■ Yapılacak iş ■
Taşınmaz satış vaadi sözleşmeleriyle ilgili metni son cümlesinin ardından sürdürün.

■ Metin ■
· · · ·

Kaynağını Borçlar Kanunun 22. maddesinden alan taşınmaz satış vaadi sözleşmeleri, Borçlar Kanunun 213. maddesi ile Medeni Kanunun 706 ve Noterlik Kanunun 89. maddeleri hükümleri uyarınca noter önünde resen düzenlenmesi gereken sözleşmedir. Bir başka anlatımla geçerliliği resmi şekil şartına bağlı kılınan ve iki tarafa borç yükleyen, kişisel hak meydana getiren sözleşmelerdendir.
Vaad alacaklısı, taşınmaz satış vaadi sözleşmesi ile mülkiyet geçirim borcu yüklenen satıcıdan, edimini yerine getirmediğinde dava tarihinde yürürlükte bulunan Türk Medeni Kanunun 716. maddesi (743 sayılı Türk Kanunu Medenisinin 642.md.) uyarınca açılacak tapu iptali ve tescil davası ile edimin hükmen yerine getirilmesini isteyebilir.
Satış vaadi sözleşmesinden kaynaklanan tapu iptali ve tescil davalarının kabulü için öncelikle aranacak unsurlardan birisi, sözleşmenin ifa olanağının bulunup bulunmadığının araştırılmasıdır. Ancak, Yüksek Özel Daire görev yönünü öncelikle incelediğinden, diğer yönler inceleme konusu yapılamamıştır. Bu nedenle sözleşmenin geçerlilik şartları irdelenmemiştir.

· · · ·

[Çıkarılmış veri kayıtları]
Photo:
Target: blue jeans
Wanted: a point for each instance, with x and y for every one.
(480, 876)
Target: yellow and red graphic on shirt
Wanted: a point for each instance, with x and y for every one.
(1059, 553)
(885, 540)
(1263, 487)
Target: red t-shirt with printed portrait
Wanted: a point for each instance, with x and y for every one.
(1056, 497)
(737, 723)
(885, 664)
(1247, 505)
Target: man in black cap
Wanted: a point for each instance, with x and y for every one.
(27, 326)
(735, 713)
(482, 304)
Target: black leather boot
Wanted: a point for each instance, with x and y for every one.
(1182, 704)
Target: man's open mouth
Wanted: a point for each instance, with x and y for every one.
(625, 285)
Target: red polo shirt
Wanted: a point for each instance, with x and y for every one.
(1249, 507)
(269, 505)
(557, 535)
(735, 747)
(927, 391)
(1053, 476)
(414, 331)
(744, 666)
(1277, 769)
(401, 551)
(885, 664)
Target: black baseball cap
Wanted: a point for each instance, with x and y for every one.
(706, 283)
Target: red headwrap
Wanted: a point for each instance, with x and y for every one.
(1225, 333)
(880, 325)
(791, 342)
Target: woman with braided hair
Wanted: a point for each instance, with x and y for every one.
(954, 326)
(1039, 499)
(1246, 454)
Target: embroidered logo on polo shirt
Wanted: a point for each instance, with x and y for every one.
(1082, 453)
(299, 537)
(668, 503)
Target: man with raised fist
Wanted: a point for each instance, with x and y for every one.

· · · ·

■ Yazılı yanıt ■
Bilindiği üzere; mahkemelerin görevi kanunla belirlenir (Anayasa 142.md.; HUMK.md.1/1) HUMK. m.1/2; `Görev dava olunan şeyin değerine göre belirtilmiş ise, görevli mahkemenin tespitinde, davanın açıldığı gündeki değer esas tutulmak üzere aşağıdaki maddeler hükümleri uygulanır. Faiz, icra tazminatı ve giderler görevin tespitinde hesaba katılmaz` hükmünü amirdir.
HUMK.nun 1/2 maddesi; kaideyi koymuş ve görevin belirlenmesinde davanın açıldığı gündeki değerin esas alınması gerektiğini vurgulamıştır.
HUMK.nun 1. maddesi 26/2/1985 gün ve 3156 sayılı Kanun ile değiştirilerek, yukarıda açıklanan şeklini almıştır.
HUMK.na göre; müddeabihi paradan başka bir şey olan davalarda iki taraf müddeabihin değerinde uzlaşmazlarsa, müddeabihin davanın açıldığı gündeki değeri mahkemece tayin ve takdir olunur.(m.2/2)
Doktrinde bir kısım yazarlar bu hükümden hareketle iki tarafın müddeabihin değerinde uzlaşmaları halinde mahkemenin görevinin bu uzlaşılan değere göre belirleneceği mahkemenin bu değere bağlı olduğu, resen kıymet takdirine başvuramayacağı, mahkemenin müddeabihin değerinin tarafların uzlaştıkları değerden farklı olduğunu tespit etse bile buna dayanarak görevsizlik kararı veremeyeceği düşüncesindedirler.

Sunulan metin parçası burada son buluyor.